(Stored data entries)
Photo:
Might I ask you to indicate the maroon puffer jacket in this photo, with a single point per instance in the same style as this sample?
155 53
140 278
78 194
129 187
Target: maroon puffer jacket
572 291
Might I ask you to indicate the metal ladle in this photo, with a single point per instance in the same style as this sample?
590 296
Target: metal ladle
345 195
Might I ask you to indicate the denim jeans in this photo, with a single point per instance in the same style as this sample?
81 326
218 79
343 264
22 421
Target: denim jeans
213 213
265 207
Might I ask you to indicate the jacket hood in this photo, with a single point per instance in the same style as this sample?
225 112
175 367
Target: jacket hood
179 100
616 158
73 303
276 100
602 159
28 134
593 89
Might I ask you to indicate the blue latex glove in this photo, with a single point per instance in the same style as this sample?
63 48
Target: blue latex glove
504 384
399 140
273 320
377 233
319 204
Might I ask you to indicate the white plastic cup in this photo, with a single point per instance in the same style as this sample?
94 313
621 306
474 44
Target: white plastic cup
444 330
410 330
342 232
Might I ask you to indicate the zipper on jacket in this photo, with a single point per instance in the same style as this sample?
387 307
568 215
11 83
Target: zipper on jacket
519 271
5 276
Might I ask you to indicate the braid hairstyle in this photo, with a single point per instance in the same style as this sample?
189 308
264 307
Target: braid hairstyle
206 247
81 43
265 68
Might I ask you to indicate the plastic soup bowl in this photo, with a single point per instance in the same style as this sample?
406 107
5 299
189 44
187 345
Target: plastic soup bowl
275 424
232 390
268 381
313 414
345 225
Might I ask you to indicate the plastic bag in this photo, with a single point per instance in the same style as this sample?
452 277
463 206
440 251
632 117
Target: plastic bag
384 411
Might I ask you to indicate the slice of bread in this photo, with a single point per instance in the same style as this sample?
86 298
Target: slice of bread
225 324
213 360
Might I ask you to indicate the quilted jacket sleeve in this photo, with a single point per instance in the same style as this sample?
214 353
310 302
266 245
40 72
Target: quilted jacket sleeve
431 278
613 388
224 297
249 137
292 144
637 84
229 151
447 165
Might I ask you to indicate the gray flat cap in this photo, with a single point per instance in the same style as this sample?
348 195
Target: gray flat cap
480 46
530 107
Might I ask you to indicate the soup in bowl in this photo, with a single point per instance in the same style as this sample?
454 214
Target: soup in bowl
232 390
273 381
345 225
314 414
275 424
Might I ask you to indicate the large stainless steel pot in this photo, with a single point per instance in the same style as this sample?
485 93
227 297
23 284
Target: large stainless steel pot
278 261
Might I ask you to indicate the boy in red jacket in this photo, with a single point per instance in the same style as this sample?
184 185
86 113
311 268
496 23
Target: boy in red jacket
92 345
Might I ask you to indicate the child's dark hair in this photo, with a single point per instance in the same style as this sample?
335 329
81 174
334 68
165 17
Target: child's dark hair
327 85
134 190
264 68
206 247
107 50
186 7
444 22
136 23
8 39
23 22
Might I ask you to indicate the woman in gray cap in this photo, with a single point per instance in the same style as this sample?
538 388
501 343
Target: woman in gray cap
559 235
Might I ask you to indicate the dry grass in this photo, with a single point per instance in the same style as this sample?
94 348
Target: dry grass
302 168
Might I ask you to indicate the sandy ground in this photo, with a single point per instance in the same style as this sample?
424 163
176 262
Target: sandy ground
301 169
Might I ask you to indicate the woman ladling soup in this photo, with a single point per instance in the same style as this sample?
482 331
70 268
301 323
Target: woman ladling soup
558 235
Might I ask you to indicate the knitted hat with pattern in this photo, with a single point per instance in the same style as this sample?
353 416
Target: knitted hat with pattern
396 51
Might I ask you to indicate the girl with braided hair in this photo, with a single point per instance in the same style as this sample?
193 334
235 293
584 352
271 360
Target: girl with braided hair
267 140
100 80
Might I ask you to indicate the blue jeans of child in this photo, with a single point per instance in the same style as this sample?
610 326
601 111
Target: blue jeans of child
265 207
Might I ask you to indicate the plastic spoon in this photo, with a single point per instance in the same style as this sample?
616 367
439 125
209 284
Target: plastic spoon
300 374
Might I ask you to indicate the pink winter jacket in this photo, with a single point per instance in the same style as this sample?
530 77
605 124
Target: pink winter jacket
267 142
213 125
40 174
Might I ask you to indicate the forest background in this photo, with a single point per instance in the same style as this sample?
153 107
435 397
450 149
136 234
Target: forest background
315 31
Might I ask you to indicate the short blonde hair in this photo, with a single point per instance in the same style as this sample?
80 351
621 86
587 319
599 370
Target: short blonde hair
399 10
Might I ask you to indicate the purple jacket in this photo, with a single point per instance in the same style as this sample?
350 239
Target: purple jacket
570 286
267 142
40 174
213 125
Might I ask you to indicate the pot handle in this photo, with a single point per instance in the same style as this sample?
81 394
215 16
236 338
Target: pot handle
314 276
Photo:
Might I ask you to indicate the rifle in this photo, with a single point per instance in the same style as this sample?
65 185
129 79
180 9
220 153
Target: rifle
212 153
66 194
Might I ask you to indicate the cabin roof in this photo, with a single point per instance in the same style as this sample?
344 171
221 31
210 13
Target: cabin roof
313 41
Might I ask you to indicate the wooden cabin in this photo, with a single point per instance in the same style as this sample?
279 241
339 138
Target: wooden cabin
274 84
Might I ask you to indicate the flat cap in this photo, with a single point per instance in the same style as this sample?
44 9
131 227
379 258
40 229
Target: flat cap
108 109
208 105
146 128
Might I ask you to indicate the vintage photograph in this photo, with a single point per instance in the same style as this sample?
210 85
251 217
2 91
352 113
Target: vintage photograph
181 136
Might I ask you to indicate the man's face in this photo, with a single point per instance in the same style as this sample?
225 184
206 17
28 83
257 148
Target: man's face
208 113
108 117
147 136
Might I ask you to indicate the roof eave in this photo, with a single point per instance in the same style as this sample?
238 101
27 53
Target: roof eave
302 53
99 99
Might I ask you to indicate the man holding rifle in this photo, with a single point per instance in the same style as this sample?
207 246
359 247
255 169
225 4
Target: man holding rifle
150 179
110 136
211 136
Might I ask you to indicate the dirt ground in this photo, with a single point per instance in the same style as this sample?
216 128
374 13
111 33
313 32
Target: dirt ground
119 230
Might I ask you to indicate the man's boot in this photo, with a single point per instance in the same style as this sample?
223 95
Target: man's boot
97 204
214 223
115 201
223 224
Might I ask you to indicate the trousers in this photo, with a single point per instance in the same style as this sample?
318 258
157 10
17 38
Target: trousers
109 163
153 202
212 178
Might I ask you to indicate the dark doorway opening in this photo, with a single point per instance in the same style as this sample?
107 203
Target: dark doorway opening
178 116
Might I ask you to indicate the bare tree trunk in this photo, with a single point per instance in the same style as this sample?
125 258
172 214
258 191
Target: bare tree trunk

» Task statement
Look through the data above for lines holding the word "tree". State how many there are and nothing else.

» Output below
2